Pointing and labeling entries:
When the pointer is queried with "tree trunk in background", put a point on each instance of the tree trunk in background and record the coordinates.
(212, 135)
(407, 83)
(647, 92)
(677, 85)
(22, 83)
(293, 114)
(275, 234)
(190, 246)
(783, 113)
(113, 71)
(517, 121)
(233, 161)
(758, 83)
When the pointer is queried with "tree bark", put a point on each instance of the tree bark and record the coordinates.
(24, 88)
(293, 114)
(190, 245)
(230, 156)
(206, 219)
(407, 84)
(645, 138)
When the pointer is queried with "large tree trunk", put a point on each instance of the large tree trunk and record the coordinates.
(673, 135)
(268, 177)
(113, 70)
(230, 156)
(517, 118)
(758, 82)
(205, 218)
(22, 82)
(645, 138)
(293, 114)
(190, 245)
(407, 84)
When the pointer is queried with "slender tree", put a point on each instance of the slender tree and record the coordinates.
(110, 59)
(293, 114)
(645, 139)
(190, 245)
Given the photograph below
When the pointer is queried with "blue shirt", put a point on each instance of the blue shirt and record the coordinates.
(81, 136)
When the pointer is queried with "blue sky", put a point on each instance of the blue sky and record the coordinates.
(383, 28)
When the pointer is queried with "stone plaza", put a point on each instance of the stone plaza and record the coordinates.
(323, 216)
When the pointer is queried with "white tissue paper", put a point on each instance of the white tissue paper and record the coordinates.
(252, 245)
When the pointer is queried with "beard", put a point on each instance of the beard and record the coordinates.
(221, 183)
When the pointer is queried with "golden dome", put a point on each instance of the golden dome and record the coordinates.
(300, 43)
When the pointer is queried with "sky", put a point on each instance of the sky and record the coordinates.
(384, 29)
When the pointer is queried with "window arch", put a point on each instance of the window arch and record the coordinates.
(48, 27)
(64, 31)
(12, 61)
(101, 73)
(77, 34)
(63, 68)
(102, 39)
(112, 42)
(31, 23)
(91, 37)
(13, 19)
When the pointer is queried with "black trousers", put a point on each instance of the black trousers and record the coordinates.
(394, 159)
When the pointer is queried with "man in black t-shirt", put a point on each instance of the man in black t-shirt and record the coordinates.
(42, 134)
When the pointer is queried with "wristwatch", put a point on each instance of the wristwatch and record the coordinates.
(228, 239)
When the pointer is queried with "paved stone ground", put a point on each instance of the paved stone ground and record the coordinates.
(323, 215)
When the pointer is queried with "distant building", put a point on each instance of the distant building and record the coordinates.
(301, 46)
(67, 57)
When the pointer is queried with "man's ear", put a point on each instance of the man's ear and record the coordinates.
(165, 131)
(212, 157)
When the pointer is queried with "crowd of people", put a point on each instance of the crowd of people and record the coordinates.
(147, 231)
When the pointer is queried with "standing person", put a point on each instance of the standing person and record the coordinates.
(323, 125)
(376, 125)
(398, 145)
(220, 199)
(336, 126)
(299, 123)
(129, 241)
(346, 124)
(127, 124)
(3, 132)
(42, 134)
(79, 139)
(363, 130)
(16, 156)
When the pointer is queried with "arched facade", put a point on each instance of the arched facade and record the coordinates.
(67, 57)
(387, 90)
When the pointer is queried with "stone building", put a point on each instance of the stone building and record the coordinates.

TASK: Retype the data in full and match it exactly.

RESULT FOR THIS EXERCISE:
When the pointer is queried with "tree trunk in background", put a point on each instance of the tree trunk in background and record the coordinates.
(212, 135)
(407, 83)
(647, 92)
(677, 85)
(22, 83)
(293, 114)
(275, 234)
(190, 246)
(783, 113)
(113, 71)
(517, 121)
(233, 161)
(758, 83)
When the pointer is queried with "tree bark", put a point on each instance of the tree bark and record the coordinates.
(24, 88)
(293, 114)
(190, 245)
(230, 156)
(206, 219)
(407, 84)
(645, 138)
When the pointer is queried with "large tree trunk", put a point on each instance of the large tree trunk and record the coordinates.
(673, 135)
(268, 177)
(113, 70)
(230, 156)
(517, 118)
(758, 82)
(205, 218)
(22, 82)
(645, 138)
(293, 114)
(190, 245)
(407, 84)
When the pointer is queried with "slender tree", put a point on each instance of the slender tree and record the coordinates.
(110, 59)
(293, 114)
(645, 139)
(190, 245)
Given the photograph below
When the pointer is queried with "blue shirt", put a point on each instance of the blue shirt and record the coordinates.
(81, 136)
When the pointer is queried with "blue sky", put a point on each instance of the blue sky and record the coordinates.
(383, 28)
When the pointer is queried with "stone plaza", put a point on each instance of the stone plaza and record the coordinates.
(323, 216)
When the pointer is queried with "white tissue paper", put a point on each instance of the white tissue paper and record the coordinates.
(252, 245)
When the pointer is queried with "beard", put a point on each instance of the beard and record the coordinates.
(221, 183)
When the pointer is queried with "golden dome", put a point on each instance of the golden dome and record the coordinates.
(300, 43)
When the pointer is queried with "sky", put a point on each instance of the sky and record the coordinates.
(384, 29)
When the pointer is queried with "window arch", put a point on each instance of the window arch and record the coordinates.
(48, 27)
(64, 31)
(12, 61)
(101, 73)
(77, 34)
(63, 68)
(102, 39)
(112, 42)
(31, 23)
(91, 37)
(13, 19)
When the pointer is queried with "black trousers", put a point on each instance of the black trousers and record the coordinates.
(394, 159)
When the pointer is queried with "man in black t-shirt", put a point on each instance of the man in black t-shirt and record the coordinates.
(42, 134)
When the pointer is queried with "wristwatch", put a point on each instance of the wristwatch and record the coordinates.
(228, 239)
When the pointer is queried with "paved stone ground", put a point on each instance of the paved stone ground and record the coordinates.
(323, 215)
When the pointer is queried with "distant building", put a point on each instance of the distant building and record the coordinates.
(301, 46)
(67, 57)
When the pointer is queried with "man's ear", put a point on each instance of the man's ear and record the coordinates.
(165, 131)
(212, 157)
When the pointer is queried with "crowd of people", put a point on each instance of the crowd of people and record the coordinates.
(147, 231)
When the pointer is queried with "standing person", put a point on each instance of the standing person and record the coordinates.
(323, 125)
(376, 125)
(398, 145)
(220, 199)
(336, 126)
(299, 123)
(129, 241)
(346, 124)
(127, 124)
(3, 132)
(42, 134)
(79, 139)
(363, 130)
(16, 156)
When the pointer is queried with "arched facade", put a point on each instance of the arched facade and record the coordinates.
(67, 57)
(387, 90)
When the pointer is queried with "stone building", put a point on each instance of the stone building and record the coordinates.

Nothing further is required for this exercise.